What to do: Exactly those lines running from the one containing "Teacher note: please indicate the brown leather recliner" to the end of the material are to be printed, and no others.

Records supplied:
******************************

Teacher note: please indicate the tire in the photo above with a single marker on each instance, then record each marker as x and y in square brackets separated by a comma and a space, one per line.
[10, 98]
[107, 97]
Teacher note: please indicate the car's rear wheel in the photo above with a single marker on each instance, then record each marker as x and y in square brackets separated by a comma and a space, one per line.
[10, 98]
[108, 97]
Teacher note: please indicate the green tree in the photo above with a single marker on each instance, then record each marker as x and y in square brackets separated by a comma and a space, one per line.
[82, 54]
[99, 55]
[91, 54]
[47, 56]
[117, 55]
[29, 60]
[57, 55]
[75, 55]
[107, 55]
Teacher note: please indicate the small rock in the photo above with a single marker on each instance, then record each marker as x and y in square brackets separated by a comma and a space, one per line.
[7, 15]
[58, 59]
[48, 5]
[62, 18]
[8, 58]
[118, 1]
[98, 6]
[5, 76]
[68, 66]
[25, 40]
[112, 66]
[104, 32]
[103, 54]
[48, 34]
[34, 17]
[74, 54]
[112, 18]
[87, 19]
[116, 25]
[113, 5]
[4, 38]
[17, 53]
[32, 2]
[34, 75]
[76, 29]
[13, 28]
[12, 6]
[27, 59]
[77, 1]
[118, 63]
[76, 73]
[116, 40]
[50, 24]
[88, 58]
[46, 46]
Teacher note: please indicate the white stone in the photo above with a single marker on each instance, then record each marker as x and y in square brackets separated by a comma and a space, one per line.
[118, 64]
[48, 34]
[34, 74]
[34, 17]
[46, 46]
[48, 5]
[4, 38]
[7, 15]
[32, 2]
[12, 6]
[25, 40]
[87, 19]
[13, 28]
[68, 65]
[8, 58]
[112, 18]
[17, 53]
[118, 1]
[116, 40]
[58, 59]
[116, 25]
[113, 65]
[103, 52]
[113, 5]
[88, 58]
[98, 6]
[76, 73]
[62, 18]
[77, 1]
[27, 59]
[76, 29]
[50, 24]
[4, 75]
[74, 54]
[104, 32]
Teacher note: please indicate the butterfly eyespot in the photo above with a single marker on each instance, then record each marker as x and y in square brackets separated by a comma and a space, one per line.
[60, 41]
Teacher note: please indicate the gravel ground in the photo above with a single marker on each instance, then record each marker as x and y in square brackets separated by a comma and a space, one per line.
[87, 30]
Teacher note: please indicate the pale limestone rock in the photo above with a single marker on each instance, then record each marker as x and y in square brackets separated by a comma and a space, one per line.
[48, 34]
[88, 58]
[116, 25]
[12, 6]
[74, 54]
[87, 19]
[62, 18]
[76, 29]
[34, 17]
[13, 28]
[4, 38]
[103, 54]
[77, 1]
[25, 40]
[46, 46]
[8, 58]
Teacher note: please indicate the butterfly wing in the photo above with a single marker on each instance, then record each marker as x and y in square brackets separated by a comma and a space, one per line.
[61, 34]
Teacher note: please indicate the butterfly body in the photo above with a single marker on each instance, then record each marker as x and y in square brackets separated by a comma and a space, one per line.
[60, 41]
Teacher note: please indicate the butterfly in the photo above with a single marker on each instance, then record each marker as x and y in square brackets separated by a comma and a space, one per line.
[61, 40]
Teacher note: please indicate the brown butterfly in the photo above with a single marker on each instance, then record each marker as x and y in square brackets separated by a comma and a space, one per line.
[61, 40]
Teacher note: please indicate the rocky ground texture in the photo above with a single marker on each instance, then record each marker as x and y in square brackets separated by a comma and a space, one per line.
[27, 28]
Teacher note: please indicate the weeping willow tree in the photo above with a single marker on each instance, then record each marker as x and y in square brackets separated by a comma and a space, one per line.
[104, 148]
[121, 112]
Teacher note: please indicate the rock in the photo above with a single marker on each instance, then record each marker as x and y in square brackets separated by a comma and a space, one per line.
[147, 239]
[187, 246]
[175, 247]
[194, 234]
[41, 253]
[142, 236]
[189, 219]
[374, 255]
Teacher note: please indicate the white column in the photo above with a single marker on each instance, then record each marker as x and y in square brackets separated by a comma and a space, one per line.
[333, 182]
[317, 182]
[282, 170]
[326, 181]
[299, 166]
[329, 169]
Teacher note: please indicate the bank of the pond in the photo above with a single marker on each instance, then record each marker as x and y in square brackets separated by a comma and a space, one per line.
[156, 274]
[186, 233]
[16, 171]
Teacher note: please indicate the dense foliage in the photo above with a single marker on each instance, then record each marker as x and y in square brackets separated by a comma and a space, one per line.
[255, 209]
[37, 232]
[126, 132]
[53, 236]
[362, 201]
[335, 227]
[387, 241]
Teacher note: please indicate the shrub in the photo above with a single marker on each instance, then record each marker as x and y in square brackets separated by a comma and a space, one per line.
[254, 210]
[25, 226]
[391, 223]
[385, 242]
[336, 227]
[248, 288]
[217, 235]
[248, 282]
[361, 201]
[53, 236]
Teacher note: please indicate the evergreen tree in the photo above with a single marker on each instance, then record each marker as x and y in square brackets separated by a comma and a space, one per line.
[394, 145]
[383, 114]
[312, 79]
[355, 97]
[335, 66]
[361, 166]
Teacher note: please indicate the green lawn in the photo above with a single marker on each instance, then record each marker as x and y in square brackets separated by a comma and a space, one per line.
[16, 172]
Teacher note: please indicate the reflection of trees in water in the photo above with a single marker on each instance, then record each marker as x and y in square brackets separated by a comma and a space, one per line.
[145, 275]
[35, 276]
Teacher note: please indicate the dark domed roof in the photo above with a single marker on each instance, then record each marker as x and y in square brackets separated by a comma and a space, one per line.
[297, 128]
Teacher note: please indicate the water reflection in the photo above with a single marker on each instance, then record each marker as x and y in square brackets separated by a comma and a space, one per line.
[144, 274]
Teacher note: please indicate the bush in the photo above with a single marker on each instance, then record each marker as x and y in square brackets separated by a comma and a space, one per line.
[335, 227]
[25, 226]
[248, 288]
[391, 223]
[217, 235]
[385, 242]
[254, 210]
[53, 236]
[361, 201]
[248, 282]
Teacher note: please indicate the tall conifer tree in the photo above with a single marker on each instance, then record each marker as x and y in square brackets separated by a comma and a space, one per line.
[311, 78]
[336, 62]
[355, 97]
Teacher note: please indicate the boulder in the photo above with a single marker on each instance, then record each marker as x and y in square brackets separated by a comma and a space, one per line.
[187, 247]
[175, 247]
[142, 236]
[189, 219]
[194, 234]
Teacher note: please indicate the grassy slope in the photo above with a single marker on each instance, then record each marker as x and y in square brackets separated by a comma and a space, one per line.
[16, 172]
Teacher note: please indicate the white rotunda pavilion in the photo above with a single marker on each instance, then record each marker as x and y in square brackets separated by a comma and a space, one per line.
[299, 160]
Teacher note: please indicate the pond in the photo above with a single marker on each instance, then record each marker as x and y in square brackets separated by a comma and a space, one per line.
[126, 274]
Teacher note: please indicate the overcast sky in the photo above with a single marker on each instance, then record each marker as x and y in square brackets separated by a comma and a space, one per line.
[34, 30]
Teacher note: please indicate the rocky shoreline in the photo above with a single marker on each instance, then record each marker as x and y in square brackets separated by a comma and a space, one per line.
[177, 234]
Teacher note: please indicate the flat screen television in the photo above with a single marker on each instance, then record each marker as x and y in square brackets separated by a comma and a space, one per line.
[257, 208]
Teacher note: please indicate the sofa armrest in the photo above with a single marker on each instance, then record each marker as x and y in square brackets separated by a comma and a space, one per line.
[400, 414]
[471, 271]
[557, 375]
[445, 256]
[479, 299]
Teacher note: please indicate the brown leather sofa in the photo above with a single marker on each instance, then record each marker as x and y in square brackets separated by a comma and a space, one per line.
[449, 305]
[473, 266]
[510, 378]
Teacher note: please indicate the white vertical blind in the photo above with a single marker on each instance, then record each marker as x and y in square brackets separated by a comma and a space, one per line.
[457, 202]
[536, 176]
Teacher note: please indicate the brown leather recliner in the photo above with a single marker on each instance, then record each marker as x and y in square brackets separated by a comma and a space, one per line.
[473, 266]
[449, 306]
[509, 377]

******************************

Answer to this exercise:
Teacher note: please indicate the brown leather recliner in the photo above with a single marker on each instance, then record each marker as x and y in square brackets separated by a comma and a space, one per line.
[473, 266]
[449, 306]
[509, 377]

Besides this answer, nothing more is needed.